*What is asked*
Copy out the stretch from the line containing "tag: <item>sky</item>" through the line containing "M0 0L9 8L10", word for word and including both of those lines.

━━━━━━━━━━━━━━━━

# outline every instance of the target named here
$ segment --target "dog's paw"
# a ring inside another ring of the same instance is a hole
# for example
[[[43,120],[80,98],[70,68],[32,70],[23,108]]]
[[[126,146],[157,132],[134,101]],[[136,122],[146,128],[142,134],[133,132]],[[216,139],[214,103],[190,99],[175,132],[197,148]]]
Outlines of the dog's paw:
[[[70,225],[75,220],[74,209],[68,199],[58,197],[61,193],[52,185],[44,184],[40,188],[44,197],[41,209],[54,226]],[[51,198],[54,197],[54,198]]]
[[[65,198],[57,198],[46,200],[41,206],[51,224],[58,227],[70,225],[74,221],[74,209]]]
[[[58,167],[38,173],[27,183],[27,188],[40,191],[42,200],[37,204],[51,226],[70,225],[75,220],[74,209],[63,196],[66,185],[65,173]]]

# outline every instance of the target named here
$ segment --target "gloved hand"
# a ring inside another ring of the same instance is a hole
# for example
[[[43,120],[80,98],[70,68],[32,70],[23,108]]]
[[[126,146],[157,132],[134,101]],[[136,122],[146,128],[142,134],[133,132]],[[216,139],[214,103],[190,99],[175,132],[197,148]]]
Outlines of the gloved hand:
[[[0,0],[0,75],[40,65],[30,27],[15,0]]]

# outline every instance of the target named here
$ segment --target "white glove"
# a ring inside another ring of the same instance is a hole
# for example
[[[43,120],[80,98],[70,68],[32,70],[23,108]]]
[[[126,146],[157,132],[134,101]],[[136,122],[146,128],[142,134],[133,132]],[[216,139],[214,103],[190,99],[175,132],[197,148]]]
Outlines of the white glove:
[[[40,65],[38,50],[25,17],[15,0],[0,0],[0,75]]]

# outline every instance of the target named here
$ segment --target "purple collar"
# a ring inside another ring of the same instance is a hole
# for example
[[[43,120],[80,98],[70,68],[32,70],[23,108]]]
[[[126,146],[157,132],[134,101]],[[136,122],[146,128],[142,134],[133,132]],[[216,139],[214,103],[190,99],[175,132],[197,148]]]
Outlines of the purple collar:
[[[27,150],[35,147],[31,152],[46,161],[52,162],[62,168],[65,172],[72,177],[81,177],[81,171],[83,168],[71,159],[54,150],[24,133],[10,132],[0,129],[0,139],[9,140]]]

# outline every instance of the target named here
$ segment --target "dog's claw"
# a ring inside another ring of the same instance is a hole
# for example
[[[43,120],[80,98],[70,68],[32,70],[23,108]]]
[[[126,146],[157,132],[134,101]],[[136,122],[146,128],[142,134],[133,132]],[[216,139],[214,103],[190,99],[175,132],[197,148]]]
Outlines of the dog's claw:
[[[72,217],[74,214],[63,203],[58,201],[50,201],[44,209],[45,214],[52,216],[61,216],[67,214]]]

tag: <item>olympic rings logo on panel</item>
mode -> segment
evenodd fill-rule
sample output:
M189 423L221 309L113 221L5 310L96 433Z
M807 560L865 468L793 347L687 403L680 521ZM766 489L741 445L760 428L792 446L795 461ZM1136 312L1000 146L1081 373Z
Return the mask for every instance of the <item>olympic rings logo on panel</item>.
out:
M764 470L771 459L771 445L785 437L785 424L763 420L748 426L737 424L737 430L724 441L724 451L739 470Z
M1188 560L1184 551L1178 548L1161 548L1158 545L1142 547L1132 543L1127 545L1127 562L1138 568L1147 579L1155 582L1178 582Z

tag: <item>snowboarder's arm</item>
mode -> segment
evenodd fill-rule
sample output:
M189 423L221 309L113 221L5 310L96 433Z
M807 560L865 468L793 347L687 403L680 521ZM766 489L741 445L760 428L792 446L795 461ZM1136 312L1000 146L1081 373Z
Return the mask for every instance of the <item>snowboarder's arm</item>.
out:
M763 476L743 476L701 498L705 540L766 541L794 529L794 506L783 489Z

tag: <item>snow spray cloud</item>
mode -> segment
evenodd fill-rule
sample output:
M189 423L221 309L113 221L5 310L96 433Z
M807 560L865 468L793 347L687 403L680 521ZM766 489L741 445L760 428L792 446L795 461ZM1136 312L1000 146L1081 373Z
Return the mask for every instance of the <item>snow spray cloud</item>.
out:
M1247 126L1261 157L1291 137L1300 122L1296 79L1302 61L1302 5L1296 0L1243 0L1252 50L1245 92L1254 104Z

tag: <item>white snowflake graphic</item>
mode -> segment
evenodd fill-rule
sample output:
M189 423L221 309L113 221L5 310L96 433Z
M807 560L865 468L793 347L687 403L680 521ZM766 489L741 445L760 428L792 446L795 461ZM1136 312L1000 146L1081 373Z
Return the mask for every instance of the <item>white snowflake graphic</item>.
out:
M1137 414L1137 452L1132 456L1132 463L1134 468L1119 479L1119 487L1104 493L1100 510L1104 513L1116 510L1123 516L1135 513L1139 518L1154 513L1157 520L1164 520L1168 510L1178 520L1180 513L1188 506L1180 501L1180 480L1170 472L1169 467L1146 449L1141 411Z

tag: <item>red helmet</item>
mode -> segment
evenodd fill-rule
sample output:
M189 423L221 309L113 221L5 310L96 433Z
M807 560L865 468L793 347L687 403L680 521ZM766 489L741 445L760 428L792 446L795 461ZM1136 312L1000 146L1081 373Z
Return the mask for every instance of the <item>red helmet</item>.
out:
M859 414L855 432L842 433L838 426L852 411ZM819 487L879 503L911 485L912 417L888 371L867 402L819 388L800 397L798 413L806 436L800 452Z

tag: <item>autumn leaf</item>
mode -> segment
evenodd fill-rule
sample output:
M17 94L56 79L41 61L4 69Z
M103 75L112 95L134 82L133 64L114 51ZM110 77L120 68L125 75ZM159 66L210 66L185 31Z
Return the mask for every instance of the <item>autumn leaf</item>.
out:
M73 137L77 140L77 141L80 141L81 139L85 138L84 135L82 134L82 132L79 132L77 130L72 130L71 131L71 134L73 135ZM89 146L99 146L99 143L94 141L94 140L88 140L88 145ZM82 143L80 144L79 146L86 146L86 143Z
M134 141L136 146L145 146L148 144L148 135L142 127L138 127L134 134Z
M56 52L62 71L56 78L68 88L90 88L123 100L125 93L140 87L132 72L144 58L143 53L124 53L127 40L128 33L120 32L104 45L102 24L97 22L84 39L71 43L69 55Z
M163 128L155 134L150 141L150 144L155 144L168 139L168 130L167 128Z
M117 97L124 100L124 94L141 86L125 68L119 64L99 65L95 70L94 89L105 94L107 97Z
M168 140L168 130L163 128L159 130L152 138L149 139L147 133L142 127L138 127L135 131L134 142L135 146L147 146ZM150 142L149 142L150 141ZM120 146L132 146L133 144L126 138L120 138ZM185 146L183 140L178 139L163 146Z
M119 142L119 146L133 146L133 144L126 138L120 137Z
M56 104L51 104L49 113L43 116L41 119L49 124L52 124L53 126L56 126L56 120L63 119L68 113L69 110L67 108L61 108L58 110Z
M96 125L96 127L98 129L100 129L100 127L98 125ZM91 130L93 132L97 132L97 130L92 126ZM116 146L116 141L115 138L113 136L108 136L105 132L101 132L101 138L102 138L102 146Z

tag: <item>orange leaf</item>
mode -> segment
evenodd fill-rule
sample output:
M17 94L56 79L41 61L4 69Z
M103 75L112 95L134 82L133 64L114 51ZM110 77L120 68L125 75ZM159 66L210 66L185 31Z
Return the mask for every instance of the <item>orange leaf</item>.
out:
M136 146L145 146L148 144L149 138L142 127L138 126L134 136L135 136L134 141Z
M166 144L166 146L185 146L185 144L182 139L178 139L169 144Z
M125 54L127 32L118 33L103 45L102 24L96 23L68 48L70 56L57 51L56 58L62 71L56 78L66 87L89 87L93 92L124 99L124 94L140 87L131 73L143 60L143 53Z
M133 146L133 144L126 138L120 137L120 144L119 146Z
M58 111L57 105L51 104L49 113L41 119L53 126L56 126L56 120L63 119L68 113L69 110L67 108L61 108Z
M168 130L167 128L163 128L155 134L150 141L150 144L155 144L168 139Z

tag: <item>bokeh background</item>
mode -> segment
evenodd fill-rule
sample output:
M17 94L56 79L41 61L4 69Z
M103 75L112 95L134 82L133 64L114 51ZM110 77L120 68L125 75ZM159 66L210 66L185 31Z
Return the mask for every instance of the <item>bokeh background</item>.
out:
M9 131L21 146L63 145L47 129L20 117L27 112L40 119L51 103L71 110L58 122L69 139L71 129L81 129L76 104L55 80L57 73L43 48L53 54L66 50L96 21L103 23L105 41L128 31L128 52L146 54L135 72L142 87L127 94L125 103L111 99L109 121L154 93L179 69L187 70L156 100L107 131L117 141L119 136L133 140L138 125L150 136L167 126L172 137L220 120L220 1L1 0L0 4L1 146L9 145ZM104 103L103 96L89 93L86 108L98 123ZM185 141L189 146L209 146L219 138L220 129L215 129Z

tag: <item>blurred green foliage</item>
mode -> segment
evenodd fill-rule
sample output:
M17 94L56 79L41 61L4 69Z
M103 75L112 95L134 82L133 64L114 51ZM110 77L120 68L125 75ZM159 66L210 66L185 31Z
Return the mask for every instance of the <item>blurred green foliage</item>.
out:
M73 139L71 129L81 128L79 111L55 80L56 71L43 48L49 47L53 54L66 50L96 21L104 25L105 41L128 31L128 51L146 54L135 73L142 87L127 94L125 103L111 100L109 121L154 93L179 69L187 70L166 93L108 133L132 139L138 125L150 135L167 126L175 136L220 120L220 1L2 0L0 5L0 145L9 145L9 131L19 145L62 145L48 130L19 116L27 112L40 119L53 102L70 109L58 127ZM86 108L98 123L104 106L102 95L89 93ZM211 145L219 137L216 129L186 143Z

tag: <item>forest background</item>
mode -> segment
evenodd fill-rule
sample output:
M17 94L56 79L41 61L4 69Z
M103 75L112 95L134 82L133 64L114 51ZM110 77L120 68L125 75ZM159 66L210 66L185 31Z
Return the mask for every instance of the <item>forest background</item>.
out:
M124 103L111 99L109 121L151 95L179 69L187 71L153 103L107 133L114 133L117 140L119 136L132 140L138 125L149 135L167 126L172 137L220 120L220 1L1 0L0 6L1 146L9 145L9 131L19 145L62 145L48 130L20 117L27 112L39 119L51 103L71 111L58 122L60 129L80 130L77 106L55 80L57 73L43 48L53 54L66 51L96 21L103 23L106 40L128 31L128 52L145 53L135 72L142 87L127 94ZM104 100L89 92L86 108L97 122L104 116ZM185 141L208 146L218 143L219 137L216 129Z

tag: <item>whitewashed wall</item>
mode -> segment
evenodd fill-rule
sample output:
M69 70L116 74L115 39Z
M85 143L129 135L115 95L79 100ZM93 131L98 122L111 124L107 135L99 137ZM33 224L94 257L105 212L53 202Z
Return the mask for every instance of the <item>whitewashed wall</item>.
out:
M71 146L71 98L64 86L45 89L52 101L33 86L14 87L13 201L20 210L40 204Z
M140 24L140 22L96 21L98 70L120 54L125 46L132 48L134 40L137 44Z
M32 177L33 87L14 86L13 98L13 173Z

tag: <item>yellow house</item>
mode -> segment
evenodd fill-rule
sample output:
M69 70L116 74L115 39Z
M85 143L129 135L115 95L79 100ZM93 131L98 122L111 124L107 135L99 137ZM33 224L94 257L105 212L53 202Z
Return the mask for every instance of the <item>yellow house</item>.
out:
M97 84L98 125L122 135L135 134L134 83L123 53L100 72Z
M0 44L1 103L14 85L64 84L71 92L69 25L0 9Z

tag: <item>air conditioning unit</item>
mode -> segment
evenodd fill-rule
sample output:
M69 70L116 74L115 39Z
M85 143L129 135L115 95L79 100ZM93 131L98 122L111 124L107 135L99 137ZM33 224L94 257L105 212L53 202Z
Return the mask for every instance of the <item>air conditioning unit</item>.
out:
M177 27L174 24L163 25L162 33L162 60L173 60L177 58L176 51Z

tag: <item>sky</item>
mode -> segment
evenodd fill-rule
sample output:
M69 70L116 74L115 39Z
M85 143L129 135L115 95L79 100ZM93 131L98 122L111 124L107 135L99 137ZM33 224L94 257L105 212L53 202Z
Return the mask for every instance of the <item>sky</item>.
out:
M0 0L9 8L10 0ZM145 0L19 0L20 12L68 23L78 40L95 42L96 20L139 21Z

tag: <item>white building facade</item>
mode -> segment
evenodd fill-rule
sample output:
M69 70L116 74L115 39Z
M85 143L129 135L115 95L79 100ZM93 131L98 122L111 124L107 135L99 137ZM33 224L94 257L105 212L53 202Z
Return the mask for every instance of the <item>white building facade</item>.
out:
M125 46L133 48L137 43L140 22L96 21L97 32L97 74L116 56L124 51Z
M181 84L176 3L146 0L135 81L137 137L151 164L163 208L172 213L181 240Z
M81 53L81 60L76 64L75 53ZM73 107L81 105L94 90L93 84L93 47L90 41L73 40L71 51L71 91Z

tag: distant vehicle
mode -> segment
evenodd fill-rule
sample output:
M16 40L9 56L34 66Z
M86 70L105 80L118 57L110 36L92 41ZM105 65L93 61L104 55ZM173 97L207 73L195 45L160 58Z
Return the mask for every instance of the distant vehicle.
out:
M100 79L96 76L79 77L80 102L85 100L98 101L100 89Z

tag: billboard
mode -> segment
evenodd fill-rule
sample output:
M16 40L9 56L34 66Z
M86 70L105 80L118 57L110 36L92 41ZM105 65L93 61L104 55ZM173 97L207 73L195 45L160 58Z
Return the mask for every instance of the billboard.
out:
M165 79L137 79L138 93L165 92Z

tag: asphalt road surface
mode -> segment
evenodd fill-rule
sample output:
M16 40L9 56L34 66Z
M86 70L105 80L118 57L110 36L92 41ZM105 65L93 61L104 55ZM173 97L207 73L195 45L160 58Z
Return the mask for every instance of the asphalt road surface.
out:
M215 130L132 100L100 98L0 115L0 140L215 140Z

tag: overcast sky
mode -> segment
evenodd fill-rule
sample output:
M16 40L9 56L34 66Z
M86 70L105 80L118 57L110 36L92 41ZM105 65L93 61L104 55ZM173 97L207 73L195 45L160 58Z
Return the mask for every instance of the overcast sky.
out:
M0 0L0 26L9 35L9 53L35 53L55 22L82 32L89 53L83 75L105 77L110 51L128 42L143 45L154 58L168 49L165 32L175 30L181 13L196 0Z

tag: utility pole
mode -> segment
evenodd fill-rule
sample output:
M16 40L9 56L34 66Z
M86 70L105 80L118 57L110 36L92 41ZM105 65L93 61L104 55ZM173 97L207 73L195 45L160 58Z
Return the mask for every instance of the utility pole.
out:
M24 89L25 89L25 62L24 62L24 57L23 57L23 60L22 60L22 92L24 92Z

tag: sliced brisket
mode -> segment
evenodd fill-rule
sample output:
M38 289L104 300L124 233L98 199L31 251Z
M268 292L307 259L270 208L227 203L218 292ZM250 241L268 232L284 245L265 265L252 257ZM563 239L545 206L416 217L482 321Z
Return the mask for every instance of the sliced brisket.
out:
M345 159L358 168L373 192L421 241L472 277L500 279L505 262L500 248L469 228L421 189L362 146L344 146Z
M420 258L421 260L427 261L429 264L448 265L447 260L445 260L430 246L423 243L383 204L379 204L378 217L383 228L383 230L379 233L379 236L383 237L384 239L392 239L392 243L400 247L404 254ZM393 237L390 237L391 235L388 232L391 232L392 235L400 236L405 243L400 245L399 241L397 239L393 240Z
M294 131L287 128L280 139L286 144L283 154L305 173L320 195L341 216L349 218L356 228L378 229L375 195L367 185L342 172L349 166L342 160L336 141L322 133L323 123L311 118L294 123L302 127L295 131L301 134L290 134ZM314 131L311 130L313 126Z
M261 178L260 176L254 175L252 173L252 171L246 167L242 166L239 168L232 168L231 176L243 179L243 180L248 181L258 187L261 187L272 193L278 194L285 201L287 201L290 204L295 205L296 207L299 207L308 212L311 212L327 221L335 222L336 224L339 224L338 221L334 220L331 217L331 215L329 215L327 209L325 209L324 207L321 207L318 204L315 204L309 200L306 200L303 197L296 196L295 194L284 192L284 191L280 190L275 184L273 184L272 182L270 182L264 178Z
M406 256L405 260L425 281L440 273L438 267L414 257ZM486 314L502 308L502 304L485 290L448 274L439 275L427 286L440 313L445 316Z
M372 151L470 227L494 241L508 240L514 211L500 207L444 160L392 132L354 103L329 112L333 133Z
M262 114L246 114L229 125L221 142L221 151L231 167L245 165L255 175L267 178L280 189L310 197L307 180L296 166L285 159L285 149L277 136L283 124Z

━━━━━━━━━━━━━━━━

*The reply*
tag: <item>sky</item>
mode -> segment
evenodd fill-rule
sample output:
M69 70L116 74L115 39Z
M85 143L129 135L115 95L79 100ZM93 131L98 122L111 124L107 135L99 137ZM33 224L94 257L105 212L53 202Z
Return the mask for every instance of the <item>sky</item>.
out:
M0 0L9 8L10 0ZM145 0L19 0L20 12L68 23L78 40L95 42L96 20L139 21Z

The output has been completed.